• **The problem**: Lay out everything from the line containing "Segment ridged pod" down to the line containing "[139, 162, 146, 171]" as a two-column CSV headed text and boxes, with one row per "Segment" line and the boxes listed under it. Put each field in double quotes and replace line breaks within a field with spaces.

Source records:
******
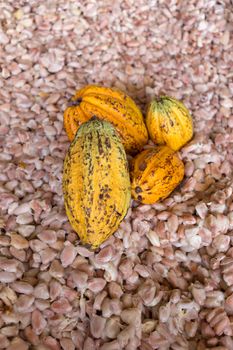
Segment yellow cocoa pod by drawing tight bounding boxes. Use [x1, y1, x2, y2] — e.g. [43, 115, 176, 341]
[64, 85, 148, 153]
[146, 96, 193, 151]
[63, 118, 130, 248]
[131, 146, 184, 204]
******
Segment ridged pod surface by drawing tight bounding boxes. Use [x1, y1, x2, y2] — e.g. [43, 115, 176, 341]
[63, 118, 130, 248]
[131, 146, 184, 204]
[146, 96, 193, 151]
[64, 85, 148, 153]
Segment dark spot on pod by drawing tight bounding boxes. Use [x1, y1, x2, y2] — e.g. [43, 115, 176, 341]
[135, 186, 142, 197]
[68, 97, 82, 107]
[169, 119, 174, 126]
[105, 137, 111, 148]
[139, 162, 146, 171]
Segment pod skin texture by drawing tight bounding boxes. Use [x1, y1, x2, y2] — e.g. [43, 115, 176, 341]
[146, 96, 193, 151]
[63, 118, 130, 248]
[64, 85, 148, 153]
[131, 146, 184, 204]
******
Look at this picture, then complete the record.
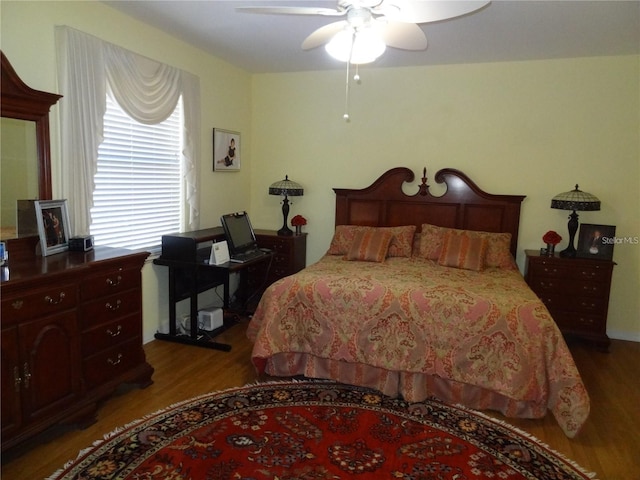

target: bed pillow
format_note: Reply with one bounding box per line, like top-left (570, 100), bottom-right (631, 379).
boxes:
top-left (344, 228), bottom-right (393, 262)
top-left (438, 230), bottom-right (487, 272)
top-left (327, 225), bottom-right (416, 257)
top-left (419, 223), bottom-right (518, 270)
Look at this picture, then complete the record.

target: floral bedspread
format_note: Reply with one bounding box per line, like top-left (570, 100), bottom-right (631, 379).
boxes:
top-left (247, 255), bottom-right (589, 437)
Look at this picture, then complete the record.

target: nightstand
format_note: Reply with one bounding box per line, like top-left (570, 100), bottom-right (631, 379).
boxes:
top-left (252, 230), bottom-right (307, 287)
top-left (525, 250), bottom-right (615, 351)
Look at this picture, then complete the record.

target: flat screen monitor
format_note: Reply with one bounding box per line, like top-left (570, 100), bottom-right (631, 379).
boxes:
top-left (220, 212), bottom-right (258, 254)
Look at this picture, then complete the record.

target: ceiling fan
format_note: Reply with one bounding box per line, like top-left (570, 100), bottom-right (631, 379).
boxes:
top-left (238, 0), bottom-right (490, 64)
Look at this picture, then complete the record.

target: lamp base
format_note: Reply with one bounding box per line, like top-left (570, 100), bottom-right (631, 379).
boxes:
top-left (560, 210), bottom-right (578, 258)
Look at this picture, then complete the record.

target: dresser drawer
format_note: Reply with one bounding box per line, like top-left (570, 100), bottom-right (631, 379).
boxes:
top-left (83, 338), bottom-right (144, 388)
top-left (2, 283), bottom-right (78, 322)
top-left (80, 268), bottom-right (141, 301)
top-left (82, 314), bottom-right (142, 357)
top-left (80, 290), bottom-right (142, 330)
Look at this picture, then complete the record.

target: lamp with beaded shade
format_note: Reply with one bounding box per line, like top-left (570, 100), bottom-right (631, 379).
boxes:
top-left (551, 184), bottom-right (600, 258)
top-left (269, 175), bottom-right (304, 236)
******
• **Result**:
text,boxes
"Segment ridged pod surface by drawing tight bounding boxes. Use [x1, y1, x2, y2] — e.g. [43, 115, 176, 341]","[63, 118, 130, 248] [131, 146, 184, 204] [146, 96, 193, 151] [64, 85, 148, 153]"
"Segment dark spot on pod by drawing tight bounding boxes. Use [x1, y1, x2, y2] — e.g. [43, 115, 176, 341]","[135, 186, 142, 197] [68, 97, 82, 107] [169, 119, 174, 126] [105, 137, 111, 148] [139, 162, 146, 171]"